Requirement A = In the license agreement text, swap "Licensee" for "User" and write out the stretch from "This Agreement is" through "access to it." with that change.
Requirement B = Extend the "4Logist" license agreement text, picking up after its last sentence.

Given text =
* * * * * * * * *

This Agreement is made between the License Holder (Licensor) – UAB "Solario projektai" company code 304156786, with its registered office at Subaciaus 17-10, LT-01300 Vilnius, Lithuania, and the Licensee, i.e., a person permanently residing or having a registered office in the Republic of Lithuania, acquiring a non-exclusive right to use the "4Logist" program and gaining access to it.

This version of the Agreement came into effect on March 1, 2024, and remains valid until the Licensor adopts and publishes a new version (its amendments). The Licensor has the right to unilaterally amend this Agreement and other information published on the website www.4logist.com, and the Licensee undertakes to familiarize himself with the current version of the Agreement and other information before acquiring the right to use the "4Logist" program (access to the program), as well as with any subsequent updates and/or amendments to this Agreement and/or information. The valid version of the Agreement is published online at the following address: www.4logist.com/sutartis.

* * * * * * * * *

Given records =
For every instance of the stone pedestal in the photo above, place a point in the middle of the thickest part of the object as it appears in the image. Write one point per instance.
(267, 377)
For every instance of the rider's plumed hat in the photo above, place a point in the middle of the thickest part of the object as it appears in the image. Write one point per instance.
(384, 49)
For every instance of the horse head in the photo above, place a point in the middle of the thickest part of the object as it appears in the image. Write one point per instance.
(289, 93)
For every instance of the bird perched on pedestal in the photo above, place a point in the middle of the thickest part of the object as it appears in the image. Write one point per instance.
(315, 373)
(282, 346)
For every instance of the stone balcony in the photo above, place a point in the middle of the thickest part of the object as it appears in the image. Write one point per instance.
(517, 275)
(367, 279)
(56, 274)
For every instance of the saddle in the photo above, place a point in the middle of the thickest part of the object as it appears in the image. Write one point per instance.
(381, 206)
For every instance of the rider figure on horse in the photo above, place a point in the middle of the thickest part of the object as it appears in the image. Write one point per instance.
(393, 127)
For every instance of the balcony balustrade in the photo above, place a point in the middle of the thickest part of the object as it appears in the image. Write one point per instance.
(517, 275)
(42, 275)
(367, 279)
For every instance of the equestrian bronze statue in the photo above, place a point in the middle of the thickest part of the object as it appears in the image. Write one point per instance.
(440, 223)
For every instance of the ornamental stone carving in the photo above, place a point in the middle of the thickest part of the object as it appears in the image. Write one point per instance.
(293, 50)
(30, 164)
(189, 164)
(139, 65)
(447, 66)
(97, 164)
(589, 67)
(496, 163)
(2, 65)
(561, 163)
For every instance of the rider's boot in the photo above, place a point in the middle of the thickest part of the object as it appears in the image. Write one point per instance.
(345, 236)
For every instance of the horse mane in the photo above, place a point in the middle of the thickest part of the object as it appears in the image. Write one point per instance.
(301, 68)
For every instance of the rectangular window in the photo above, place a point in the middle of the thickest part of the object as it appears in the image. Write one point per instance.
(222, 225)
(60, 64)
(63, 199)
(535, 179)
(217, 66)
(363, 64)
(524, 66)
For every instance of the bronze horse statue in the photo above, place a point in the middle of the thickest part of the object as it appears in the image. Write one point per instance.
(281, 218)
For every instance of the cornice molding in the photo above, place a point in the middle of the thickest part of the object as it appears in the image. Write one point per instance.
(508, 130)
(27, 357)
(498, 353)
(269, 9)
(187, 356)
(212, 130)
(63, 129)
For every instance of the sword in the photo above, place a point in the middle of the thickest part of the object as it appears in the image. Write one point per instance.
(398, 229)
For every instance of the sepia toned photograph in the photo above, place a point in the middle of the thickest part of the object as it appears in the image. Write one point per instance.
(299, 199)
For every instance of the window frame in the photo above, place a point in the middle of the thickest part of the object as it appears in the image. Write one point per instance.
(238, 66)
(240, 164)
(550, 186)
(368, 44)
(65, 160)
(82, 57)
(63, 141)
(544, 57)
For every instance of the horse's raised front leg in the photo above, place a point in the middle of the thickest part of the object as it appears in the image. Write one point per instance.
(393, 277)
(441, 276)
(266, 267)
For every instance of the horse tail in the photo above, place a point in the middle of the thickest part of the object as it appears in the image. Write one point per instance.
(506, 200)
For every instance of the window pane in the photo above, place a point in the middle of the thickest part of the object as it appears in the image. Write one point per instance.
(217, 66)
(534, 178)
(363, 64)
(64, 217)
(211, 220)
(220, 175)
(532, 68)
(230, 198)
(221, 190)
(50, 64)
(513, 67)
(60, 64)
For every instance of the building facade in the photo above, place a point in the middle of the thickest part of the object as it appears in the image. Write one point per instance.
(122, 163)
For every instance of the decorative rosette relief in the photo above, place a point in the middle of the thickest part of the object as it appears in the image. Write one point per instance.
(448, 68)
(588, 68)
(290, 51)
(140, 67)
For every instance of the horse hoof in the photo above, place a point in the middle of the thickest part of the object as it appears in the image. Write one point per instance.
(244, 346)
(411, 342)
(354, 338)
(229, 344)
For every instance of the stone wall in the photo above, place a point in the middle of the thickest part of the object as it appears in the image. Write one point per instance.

* * * * * * * * *

Result A =
This Agreement is made between the License Holder (Licensor) – UAB "Solario projektai" company code 304156786, with its registered office at Subaciaus 17-10, LT-01300 Vilnius, Lithuania, and the User, i.e., a person permanently residing or having a registered office in the Republic of Lithuania, acquiring a non-exclusive right to use the "4Logist" program and gaining access to it.

Result B =
By acquiring the right to use the "4Logist" program, paying the Licensor a fee for the right to use the "4Logist" program (access to this program), and using this program, the Licensee agrees with all the terms of this Agreement and subsequent updates or amendments to this Agreement.

1. DEFINITIONS AND TERMS
  1.1 In this Agreement, the terms listed below, unless the context requires otherwise, are interpreted as follows:
     1.1.1 "Simple non-exclusive license" – a non-exclusive right to use a copy of the Program for one's own needs under the name specified by the Licensor, without the right to modify or otherwise process it and without the right to distribute it.
     1.1.2 "License Fee" – the price for the right to use the Program.
     1.1.3 "Program" – the "4Logist" program.
     1.1.4 "Server" – the physical server for installing the Program, the parameters of which are agreed upon in advance by the Parties.
     1.1.5 "Account" – the Licensee's account in the Program.
     1.1.6 "Inquiry" – a request sent by the Licensee via email at lt@4logist.com or through the Account, describing the Licensee's wishes and questions related to the functioning of the Program.
     1.1.7 "Subscription Period" – the paid period of use of the Program. The Subscription Period consists of the number of calendar months and/or another period agreed upon by the Parties.
  1.2 Other terms and definitions not provided in this Agreement are defined and interpreted in accordance with the laws of the Republic of Lithuania.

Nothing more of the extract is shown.